PROVIDED DATA Start Marker
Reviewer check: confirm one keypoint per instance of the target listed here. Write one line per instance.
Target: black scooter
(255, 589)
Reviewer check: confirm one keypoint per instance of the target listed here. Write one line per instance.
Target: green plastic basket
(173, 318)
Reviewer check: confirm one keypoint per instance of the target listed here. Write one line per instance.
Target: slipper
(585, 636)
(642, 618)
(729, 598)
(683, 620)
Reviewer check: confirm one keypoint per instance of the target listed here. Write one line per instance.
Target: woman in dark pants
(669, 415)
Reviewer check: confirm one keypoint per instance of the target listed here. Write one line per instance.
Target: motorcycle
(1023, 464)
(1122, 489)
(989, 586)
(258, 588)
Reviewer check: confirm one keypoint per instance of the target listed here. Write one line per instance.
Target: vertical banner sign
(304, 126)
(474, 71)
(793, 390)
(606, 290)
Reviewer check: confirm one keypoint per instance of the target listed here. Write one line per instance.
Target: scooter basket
PROVIDED DATA End Marker
• **WHAT IS NEEDED**: Print all the data exactly as shown above.

• **REPLY**:
Reviewer check: confirm one keypoint per instance of the target listed here. Write one line per instance.
Target: black scooter
(255, 589)
Reviewer check: confirm one keypoint per instance of the target listed here. Write one line per instance.
Target: green plastic basket
(173, 318)
Reviewer check: confirm one keypoint per instance of the target listed here. Write one line per instance.
Target: slipper
(585, 636)
(642, 618)
(729, 598)
(683, 620)
Reviewer check: confirm one keypoint per instance of the target listed here. Write one line per instance.
Target: woman in dark pants
(669, 415)
Reviewer check: confirm one keypoint per instance of the target listed here. Write one line per instance.
Target: motorcycle
(1023, 464)
(1122, 489)
(989, 586)
(258, 588)
Reviewer check: confirm one keypoint per instance of the target listed here. Write one line per instance.
Target: vertical banner sign
(304, 126)
(474, 71)
(793, 390)
(606, 290)
Reviewer check: confirm one keypoint per instance of the target listed here. Write one line per instance.
Target: scooter basket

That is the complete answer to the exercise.